Source records:
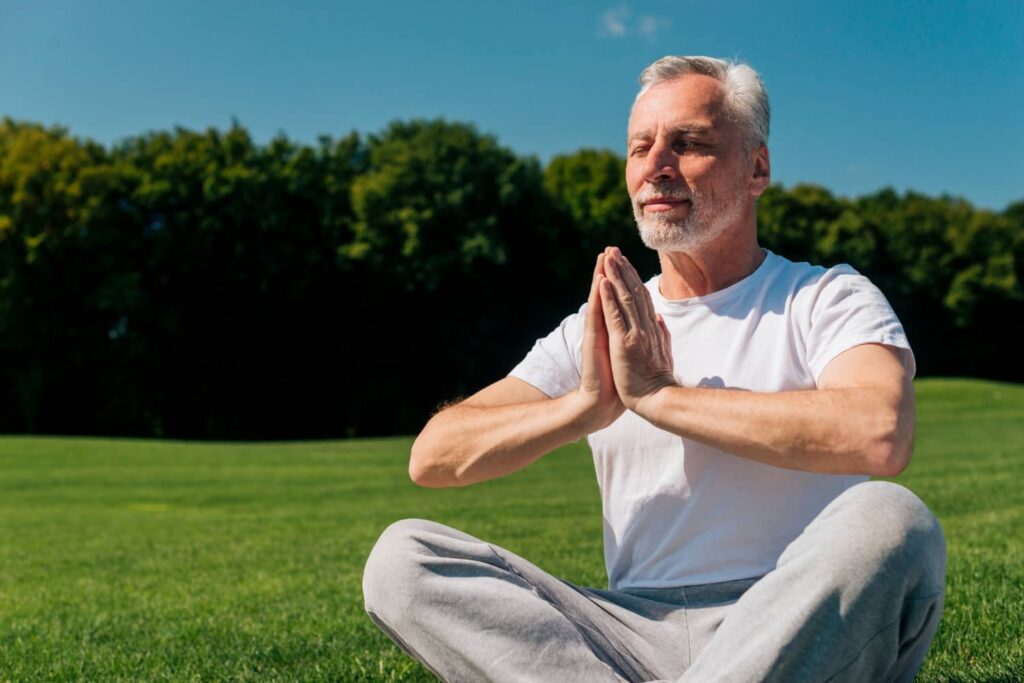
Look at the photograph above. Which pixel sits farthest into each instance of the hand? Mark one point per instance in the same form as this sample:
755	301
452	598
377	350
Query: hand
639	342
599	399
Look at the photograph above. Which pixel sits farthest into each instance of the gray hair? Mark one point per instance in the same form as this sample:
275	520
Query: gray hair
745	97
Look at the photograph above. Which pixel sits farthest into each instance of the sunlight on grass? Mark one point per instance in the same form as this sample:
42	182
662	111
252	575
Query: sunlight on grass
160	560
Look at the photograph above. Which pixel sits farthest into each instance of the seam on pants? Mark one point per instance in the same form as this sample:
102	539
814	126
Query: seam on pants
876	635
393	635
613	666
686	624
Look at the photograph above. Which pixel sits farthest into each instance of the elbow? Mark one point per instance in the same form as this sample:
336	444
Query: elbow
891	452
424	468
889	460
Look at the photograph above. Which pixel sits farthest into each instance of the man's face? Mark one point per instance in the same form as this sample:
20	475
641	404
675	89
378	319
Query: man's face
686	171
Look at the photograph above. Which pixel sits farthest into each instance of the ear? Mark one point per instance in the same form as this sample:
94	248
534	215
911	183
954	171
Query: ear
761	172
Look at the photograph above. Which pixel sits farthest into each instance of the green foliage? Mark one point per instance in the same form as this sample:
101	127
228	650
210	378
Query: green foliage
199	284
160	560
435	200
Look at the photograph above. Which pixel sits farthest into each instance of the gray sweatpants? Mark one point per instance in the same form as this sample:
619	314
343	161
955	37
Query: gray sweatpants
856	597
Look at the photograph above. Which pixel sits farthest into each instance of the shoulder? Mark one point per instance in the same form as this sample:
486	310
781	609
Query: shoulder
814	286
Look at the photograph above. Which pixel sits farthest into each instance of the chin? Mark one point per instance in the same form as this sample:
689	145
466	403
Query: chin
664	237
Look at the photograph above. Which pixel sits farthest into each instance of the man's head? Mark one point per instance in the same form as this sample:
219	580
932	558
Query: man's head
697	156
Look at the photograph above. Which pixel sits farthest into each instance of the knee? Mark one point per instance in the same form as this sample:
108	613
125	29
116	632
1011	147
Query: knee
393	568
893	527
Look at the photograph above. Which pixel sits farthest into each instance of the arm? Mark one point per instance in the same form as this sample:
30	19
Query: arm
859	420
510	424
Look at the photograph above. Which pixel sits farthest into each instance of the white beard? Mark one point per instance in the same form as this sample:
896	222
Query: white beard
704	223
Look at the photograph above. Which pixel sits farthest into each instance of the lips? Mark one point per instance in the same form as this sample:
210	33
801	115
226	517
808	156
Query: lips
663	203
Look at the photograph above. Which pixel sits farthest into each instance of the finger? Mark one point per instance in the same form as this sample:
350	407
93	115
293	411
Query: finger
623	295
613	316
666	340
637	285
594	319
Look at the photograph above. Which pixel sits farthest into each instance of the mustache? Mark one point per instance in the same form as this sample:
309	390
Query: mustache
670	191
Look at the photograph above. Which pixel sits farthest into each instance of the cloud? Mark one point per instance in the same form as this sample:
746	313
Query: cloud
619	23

WORK REQUIRED: Write out every line of the rows above without changing a word, and leave the pictures out.

SOLUTION TO THIS PROBLEM:
Look at the photograph above. Which pixel sits farthest into each instance of the hand? Mark one point per instance in the same form as this sample:
755	301
452	598
377	350
Query: hand
639	342
599	399
Look at the photograph above. Which pixel sits farthest into each instance of the gray hair? Mark one point per instance in the same form as this sample:
275	520
Query: gray hair
745	97
Look at the photograph above. Which pixel sits farthest into each instance of the sunlight on grass? Mark one point per instance in the same form as this sample:
42	182
662	111
252	575
Query: sunlight on grass
160	560
Look at the photograph above. Which pixel sits farthest into each instance of the seam on pants? Mark one point per instance in the same form as this sample:
102	539
814	126
Query: seam on pants
876	635
393	635
613	666
686	624
Look at the photograph above. Which pixel sits farthest into each instance of the elbow? Mark one point per instance in the same form as this sample:
336	444
Query: elbow
891	452
424	468
889	460
Look at the photograph above. Which pixel sits farthest into each instance of the man's face? Mark one point per instance in the same form as this sample:
20	475
641	404
675	89
378	319
Query: man's face
686	171
Look at the photograph above. Which pixel sits farthest into each instance of the ear? Mark one point per instance in the same form as this sample:
94	248
534	215
911	183
954	171
Query: ear
761	172
Look at the photograph above. Which pixel sits farthest into each instance of the green foliage? Mark one point per instance in the same form as this sample:
101	127
228	650
210	378
Query: green foliage
199	284
160	560
435	200
Look at the photograph above. Which pixel sits farthest into each instance of the gray sweatpants? Mark one point per instance in the same form as this sample:
619	314
343	161
955	37
Query: gray sweatpants
856	597
Look at the photograph above. Which pixel sits farthest into each instance of the shoulder? Mark one point per instance in the same form as this sample:
486	310
781	609
Query: shoulder
814	286
Look at the photograph above. Which pixel sits farthest into each instance of the chin? Mark one point per instance in the same form as this sample:
689	145
466	403
Query: chin
664	237
Look at the photograph above. Which pixel sits farthest into each instance of the man's head? Mark one point per instance in the same form as this sample:
219	580
932	558
Query: man's head
697	156
Look at the photograph above. Which pixel sits farthest into each instance of the knee? Mark one point per instance in the same form as this sample:
108	613
125	29
116	632
1011	147
Query: knee
393	568
893	527
Look at the photograph above. Which pixel sits farthest into each instance of the arm? Mark one point per instance in the same form as this sample:
30	19
Query: arm
859	420
510	424
Look at the photograph above. Which pixel sits farthest into each instance of the white beard? Mark one point per instance in the same form as this sample:
896	222
Query: white beard
704	223
Look at the photograph above. Which pixel sits farthest into each instance of the lips? Mark one point per instance in the same form as this sample:
210	33
801	115
226	517
808	156
Query: lips
663	203
Look at the photograph above. Which pixel sits farthest into each instance of the finger? Mark one point per instance in the same form as this sample:
350	407
93	115
293	411
Query: finger
623	295
613	316
666	340
637	285
594	319
Look at the photograph above. Which pixel sits farthest into each instance of the mustache? Mark one point per instance in the same form as this sample:
309	390
Query: mustache
670	191
Look at the photograph above. Which pixel sits farthest into each instance of the cloud? Mark one point per instance in the same form as this sample:
746	313
Query: cloud
619	23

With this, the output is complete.